**Extract:**
********************
IQUIBICEN   23947
INSTITUTO DE QUIMICA BIOLOGICA DE LA FACULTAD DE CIENCIAS EXACTAS Y NATURALES
Unidad Ejecutora - UE
artículos
Título:
Amino Acid metabolism conflicts with protein diversity.
Autor/es:
KRICK T, VERSTRAETE N, ALONSO LG, SHUB DA, FERREIRO DU, SHUB M, SÁNCHEZ IE
Revista:
MOLECULAR BIOLOGY AND EVOLUTION
Editorial:
OXFORD UNIV PRESS
Referencias:
Lugar: Oxford; Año: 2014 vol. 31 p. 2905 - 2912
ISSN:
0737-4038
Resumen:
The 20 protein-coding amino acids are found in proteomes with different relative abundances. The most abundant amino acid, leucine, is nearly an order of magnitude more prevalent than the least abundant amino acid, cysteine. Amino acid metabolic costs differ similarly, constraining their incorporation into proteins. On the other hand, a diverse set of protein sequences is necessary to build functional proteomes. Here, we present a simple model for a cost-diversity trade-off postulating that natural proteomes minimize amino acid metabolic flux while maximizing sequence entropy. The model explains the relative abundances of amino acids across a diverse set of proteomes. We found that the data are remarkably well explained when the cost function accounts for amino acid chemical decay. More than 100 organisms reach comparable solutions to the trade-off by different combinations of proteome cost and sequence diversity. Quantifying the interplay between proteome size and entropy shows that proteomes can get optimally large and diverse.
********************
Referring expression pointing data:
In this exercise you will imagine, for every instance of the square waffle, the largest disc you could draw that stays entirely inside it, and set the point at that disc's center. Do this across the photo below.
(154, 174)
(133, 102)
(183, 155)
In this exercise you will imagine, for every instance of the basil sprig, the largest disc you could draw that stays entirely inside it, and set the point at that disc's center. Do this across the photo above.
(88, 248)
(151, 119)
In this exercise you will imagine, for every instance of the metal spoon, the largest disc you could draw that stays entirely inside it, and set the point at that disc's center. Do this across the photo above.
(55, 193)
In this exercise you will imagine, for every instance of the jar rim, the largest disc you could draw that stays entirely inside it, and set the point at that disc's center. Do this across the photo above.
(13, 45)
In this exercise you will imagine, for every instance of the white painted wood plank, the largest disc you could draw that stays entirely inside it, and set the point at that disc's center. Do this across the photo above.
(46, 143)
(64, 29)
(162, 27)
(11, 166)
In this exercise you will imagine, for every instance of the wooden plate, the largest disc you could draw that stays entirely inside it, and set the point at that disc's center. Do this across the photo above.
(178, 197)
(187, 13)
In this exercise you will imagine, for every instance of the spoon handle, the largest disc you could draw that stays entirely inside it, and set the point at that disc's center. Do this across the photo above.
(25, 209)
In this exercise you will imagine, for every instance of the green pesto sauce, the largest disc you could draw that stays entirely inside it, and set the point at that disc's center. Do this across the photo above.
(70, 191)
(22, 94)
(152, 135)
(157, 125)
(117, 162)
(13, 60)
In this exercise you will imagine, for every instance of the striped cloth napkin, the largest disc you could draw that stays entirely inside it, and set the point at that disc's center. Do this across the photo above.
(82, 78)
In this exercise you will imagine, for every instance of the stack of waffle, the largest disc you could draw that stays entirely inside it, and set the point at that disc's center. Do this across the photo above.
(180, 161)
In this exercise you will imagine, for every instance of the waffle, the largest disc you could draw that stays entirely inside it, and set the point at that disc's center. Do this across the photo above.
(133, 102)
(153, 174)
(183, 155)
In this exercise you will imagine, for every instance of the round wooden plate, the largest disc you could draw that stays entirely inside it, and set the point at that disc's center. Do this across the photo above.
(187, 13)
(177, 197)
********************
**Brief A:** List all the authors named in the article record.
**Brief B:** Please repeat the article record word for word from "IQUIBICEN   23947" up to and including "with protein diversity.".
These rows have nothing to do with the article record.

**Task output A:** KRICK T, VERSTRAETE N, ALONSO LG, SHUB DA, FERREIRO DU, SHUB M, SÁNCHEZ IE

**Task output B:**
IQUIBICEN   23947
INSTITUTO DE QUIMICA BIOLOGICA DE LA FACULTAD DE CIENCIAS EXACTAS Y NATURALES
Unidad Ejecutora - UE
artículos
Título:
Amino Acid metabolism conflicts with protein diversity.